> EXERCISE AIM:
Rewrite the stretch from the start of the records through the line containing "column 134, row 347", replacing "traffic-flow scouting" with "road-condition survey" and keeping everything else the same. Leave the pictures out of your answer.

> Location labeling records:
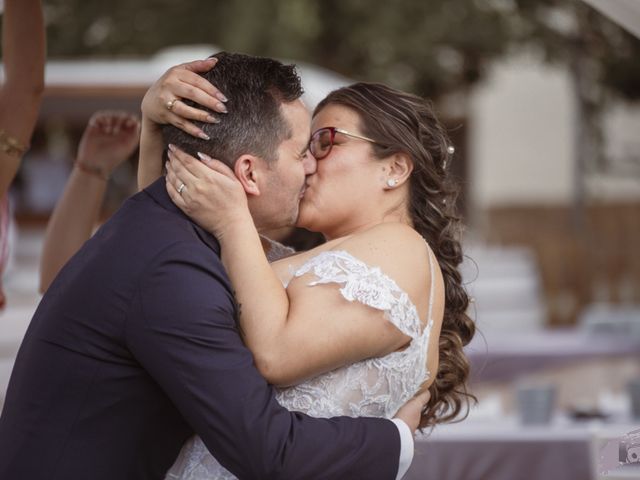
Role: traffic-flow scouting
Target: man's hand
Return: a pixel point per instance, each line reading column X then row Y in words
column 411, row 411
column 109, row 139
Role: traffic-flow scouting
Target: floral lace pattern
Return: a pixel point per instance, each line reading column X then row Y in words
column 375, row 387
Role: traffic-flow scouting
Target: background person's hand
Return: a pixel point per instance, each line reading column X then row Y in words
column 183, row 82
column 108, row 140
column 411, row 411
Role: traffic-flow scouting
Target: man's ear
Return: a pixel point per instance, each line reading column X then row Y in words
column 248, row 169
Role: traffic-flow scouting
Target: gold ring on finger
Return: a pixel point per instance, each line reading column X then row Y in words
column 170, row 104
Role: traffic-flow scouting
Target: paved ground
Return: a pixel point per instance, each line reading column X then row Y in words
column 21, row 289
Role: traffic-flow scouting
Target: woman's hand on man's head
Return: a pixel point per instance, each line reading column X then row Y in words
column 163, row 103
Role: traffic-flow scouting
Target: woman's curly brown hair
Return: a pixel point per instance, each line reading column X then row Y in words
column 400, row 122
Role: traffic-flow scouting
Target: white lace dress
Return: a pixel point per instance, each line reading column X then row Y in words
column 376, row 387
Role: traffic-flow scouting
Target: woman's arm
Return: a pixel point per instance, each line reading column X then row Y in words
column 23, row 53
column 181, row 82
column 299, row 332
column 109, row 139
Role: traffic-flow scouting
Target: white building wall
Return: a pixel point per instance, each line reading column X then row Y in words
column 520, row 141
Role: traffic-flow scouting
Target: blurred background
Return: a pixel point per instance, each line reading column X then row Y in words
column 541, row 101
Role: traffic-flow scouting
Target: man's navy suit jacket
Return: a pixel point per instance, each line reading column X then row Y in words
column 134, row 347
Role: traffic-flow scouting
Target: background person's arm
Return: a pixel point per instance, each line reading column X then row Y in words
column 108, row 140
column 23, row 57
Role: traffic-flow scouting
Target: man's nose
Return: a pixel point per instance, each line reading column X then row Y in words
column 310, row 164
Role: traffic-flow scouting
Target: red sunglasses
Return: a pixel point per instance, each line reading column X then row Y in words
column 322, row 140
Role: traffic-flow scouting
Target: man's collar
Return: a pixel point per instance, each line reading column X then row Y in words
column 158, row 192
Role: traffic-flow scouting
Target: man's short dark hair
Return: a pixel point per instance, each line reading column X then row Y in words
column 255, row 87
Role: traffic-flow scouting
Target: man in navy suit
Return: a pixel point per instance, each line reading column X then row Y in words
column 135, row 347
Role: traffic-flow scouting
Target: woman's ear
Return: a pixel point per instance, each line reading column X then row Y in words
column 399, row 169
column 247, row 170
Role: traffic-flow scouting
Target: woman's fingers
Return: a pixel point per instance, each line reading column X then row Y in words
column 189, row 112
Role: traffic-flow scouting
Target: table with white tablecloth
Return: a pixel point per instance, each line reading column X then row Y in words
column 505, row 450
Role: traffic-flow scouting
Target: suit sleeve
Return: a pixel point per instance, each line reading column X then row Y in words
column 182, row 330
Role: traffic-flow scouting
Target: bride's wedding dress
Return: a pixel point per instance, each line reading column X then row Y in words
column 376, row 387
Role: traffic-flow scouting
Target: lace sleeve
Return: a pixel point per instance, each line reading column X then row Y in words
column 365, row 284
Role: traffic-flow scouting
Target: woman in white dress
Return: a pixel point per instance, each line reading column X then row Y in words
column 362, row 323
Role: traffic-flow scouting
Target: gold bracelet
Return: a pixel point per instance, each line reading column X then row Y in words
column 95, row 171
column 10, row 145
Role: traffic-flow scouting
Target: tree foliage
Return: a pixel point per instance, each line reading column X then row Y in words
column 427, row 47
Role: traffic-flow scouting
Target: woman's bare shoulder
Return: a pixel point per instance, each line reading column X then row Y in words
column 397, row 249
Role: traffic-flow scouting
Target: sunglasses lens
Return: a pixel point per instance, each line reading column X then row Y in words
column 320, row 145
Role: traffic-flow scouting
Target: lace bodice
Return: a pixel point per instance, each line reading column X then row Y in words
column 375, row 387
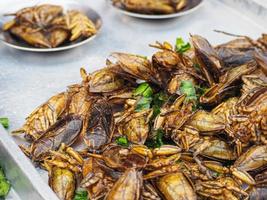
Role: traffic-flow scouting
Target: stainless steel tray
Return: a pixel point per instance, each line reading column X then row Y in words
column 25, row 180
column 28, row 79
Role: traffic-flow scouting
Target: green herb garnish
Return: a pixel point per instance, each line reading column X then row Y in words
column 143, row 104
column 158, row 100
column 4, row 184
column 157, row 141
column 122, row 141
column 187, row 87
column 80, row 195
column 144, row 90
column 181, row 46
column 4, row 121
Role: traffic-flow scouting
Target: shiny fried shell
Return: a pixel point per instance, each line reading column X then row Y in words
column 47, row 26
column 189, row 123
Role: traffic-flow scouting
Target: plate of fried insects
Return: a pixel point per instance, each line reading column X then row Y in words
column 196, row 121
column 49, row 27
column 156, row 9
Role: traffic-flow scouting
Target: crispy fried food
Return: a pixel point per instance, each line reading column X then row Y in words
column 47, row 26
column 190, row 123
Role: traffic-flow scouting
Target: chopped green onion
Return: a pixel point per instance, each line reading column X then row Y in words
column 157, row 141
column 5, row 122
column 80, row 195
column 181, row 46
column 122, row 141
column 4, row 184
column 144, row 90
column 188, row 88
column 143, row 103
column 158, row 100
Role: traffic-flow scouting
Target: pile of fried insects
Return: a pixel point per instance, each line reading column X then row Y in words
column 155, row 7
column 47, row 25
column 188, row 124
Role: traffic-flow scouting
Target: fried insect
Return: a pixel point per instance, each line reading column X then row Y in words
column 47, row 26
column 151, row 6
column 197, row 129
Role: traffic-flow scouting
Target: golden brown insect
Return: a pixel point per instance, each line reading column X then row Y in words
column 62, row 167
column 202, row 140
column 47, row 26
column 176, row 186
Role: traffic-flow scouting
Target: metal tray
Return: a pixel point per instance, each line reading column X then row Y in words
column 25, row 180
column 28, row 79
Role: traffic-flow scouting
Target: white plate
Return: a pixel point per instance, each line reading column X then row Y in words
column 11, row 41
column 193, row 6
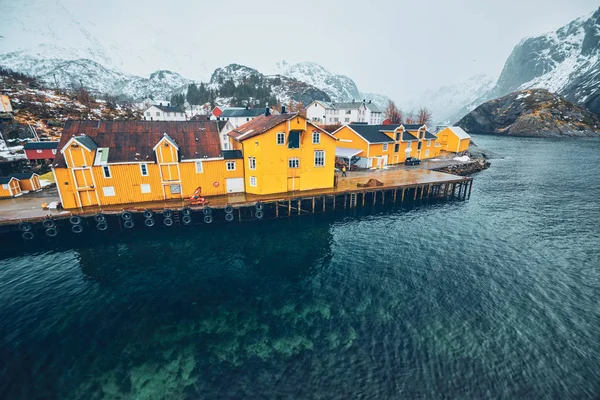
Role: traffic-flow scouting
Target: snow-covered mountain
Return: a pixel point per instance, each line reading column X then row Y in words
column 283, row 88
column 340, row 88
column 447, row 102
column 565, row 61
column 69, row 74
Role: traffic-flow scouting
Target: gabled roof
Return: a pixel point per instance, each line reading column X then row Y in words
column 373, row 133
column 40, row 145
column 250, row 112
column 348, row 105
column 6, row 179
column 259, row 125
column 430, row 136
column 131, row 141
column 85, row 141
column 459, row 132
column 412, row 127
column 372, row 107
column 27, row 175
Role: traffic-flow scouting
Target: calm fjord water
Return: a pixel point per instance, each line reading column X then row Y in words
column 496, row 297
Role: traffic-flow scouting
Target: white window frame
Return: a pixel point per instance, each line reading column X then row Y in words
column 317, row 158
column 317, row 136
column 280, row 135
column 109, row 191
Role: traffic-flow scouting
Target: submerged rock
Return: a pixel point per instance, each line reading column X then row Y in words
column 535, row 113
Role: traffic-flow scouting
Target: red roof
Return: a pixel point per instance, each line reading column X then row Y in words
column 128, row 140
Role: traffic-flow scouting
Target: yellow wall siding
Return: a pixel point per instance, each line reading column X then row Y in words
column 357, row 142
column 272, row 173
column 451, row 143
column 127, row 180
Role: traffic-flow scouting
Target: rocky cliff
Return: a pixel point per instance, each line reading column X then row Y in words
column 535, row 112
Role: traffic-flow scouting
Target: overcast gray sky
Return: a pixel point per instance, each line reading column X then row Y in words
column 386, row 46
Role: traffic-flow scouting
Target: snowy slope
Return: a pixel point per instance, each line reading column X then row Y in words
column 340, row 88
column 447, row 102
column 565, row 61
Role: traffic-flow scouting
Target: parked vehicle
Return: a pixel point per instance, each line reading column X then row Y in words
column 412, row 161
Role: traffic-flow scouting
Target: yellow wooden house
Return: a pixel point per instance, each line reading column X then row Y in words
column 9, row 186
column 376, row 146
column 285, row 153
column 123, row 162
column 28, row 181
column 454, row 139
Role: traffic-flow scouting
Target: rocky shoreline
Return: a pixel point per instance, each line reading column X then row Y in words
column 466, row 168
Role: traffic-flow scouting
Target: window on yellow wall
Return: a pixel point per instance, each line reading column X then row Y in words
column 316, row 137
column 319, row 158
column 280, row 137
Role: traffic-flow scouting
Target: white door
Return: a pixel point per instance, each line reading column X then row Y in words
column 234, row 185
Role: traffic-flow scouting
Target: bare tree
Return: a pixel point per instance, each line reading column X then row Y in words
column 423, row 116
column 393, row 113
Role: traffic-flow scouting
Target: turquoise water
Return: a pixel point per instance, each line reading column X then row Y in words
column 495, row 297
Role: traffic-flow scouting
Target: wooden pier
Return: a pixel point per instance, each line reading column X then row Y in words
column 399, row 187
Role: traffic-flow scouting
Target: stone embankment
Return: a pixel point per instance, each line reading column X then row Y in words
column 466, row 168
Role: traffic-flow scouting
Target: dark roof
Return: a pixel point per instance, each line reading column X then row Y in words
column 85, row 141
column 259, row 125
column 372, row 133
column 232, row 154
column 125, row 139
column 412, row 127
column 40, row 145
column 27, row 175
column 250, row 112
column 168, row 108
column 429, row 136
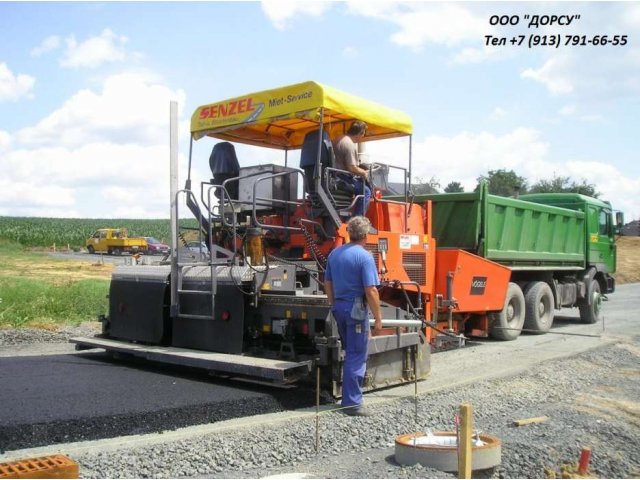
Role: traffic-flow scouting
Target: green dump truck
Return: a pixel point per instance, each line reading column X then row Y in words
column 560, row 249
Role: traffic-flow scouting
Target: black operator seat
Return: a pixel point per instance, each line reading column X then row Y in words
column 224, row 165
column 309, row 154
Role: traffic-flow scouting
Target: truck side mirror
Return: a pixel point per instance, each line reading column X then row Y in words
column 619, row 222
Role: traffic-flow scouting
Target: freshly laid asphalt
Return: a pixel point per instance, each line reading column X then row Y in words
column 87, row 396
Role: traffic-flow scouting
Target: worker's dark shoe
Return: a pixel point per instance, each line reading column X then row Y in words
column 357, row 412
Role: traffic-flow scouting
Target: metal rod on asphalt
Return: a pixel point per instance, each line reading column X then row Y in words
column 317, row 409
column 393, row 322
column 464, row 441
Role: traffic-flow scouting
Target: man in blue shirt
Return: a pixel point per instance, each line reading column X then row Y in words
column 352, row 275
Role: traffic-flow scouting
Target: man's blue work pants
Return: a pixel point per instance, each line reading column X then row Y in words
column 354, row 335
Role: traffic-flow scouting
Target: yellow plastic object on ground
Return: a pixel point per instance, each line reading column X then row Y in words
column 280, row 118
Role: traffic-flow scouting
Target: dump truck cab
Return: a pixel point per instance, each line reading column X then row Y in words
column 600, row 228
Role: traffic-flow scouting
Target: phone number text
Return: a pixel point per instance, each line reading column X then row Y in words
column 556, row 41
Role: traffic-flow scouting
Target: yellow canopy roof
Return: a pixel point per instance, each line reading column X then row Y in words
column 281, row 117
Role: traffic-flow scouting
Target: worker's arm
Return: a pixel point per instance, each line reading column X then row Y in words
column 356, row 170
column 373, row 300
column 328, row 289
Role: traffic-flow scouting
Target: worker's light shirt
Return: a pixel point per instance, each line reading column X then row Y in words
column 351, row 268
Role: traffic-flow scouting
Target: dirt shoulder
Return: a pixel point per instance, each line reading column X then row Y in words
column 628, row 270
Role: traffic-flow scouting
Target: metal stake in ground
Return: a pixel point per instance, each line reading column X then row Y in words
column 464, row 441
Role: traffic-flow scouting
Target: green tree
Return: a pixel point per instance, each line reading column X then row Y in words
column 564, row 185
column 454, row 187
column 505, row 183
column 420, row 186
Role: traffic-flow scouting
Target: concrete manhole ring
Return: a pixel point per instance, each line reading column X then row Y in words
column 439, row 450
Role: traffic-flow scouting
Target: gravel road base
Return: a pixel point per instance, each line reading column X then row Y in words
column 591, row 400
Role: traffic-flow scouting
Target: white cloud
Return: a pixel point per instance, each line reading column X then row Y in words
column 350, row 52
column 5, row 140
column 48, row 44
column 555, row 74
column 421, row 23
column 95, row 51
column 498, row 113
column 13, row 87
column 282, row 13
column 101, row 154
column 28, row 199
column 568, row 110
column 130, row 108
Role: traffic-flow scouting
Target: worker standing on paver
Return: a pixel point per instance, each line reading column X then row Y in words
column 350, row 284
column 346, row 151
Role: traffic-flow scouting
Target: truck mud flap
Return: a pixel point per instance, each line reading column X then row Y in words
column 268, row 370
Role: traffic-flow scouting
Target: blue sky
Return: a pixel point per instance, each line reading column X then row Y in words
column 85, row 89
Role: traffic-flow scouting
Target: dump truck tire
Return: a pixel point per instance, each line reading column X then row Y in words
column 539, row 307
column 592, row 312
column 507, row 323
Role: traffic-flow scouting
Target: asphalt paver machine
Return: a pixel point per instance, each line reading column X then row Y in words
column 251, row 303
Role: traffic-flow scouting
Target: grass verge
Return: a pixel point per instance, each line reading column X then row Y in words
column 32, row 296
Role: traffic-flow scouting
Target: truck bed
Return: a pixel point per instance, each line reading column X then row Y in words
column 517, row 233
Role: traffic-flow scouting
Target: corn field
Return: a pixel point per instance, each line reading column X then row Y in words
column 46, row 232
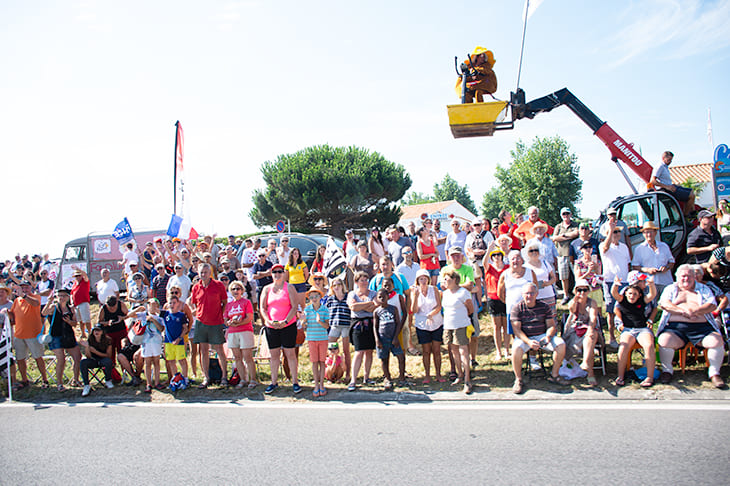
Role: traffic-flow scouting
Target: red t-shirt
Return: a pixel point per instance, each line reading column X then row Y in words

> ANSWER TO THIS PROBLEM:
Role: road-condition survey
Target: man's hand
Return: a pixel point per instance, each line reading column X then row Y in words
column 411, row 411
column 109, row 139
Role: road-condition survey
Target: floral lace pattern
Return: a pixel point per instance, each line reading column X then row Y in words
column 375, row 387
Role: road-condition survey
Target: background person's hand
Return: a pixel point per instance, each line reading column X then row Y in words
column 183, row 82
column 108, row 140
column 411, row 411
Role: road-condition survey
Target: man's ear
Return: a pixel point per instance, each line reading column X then row Y in words
column 248, row 169
Role: road-condition survey
Target: gold ring on finger
Return: a pixel point per instance, each line reading column X then row Y in words
column 170, row 104
Role: road-condition survey
Target: paved ground
Return: a pixel point per instance, each line reading column X then row Y in words
column 21, row 289
Role: road-condition survey
Target: woman's hand on man's head
Return: a pixel point per instance, each line reading column X then row Y in words
column 163, row 103
Role: road-condition survey
Target: woman's curly brown hair
Return: a pixel point per instance, each line reading column X then row Y in words
column 400, row 122
Role: road-condition survey
Target: white lace dress
Return: a pixel point per instance, each line reading column X then row Y in words
column 376, row 387
Role: road-condition survey
Target: woman's arm
Return: a pixel point per instance, each line reading column X then row Y in words
column 23, row 53
column 181, row 82
column 299, row 332
column 109, row 139
Role: road-condition survey
Target: white building wall
Return: a pixel point per instance, each line reading column X then row Y in words
column 520, row 141
Role: road-condition survey
Target: blurred background
Return: a pixel point per instance, each line reading column X then row Y in words
column 541, row 101
Role: road-condition survey
Target: man's navy suit jacket
Return: a pixel point per instance, each line reading column X then row Y in words
column 134, row 347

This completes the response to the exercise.